DIRECTIVE A => Report every line in the rows below that contains the string "arched", matching case exactly.

ARTICLE =>
A reminder that as the US continues to threaten countries around the world, fedposting is to be very much avoided (even with qualifiers like "in Minecraft") and comments containing it will be removed.

Image is of Ansarallah military spokesman Yahya Saree delivering a statement/speech.


The ceasefire appears to be at least temporarily over, with an exchange of fire between (what appears to be) predominantly Iran and the entity, though as always I expect we'll find increasing evidence of direct US involvement.

The chain of events was as follows, in spoilers below for those who haven't been keeping up:

chain of events summary

  1. A while ago, Iran warned the occupation entity that if they strike Beirut (with particular emphasis on its southern suburbs, which is an area where Hezbollah officials/structures are concentrated as I understand it) then they will directly strike the north of Occupied Palestine, turning the area into a military zone, and encouraged settlers to leave to avoid civilian casualties.

Location annotation dataset excerpts

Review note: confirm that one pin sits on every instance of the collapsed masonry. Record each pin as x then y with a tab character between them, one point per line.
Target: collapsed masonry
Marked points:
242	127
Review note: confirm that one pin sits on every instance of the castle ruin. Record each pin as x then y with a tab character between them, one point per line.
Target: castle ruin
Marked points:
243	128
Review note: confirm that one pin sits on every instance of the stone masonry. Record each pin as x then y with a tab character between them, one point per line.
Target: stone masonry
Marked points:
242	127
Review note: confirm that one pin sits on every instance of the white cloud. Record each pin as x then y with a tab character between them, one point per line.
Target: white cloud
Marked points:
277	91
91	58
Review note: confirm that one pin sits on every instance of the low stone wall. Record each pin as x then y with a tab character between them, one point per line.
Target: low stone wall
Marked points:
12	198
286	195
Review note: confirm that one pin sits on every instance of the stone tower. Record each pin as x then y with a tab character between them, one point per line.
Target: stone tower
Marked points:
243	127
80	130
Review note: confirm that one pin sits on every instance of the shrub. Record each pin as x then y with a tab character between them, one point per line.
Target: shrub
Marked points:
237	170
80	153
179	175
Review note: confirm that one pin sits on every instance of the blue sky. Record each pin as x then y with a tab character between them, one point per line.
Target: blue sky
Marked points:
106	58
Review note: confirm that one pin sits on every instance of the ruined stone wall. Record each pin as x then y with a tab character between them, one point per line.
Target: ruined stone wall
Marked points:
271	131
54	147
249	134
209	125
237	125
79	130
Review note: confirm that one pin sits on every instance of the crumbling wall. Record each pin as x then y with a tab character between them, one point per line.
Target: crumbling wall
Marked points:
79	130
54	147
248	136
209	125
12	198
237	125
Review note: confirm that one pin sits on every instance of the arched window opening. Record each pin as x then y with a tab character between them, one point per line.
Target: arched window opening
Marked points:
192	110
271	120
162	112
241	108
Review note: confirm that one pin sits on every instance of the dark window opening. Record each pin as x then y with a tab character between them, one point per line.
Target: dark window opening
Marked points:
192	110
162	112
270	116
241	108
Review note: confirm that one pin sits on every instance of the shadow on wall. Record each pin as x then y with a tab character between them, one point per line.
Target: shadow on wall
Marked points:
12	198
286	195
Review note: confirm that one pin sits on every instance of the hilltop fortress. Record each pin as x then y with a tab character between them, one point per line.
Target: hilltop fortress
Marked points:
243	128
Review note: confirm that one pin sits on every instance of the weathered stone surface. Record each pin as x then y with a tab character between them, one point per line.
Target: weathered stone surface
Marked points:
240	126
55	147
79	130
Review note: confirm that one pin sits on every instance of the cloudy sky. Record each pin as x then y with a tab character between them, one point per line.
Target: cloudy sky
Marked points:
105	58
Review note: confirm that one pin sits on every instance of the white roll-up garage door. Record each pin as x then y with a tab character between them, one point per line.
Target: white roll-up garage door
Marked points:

DIRECTIVE B => According to the post above, who is shown in its image?

WORKED ANSWER A =>
Review note: confirm that one pin sits on every instance of the arched window opening. Record each pin as x then y with a tab character between them, one point per line.
Target: arched window opening

WORKED ANSWER B => Ansarallah military spokesman Yahya Saree, delivering a statement/speech.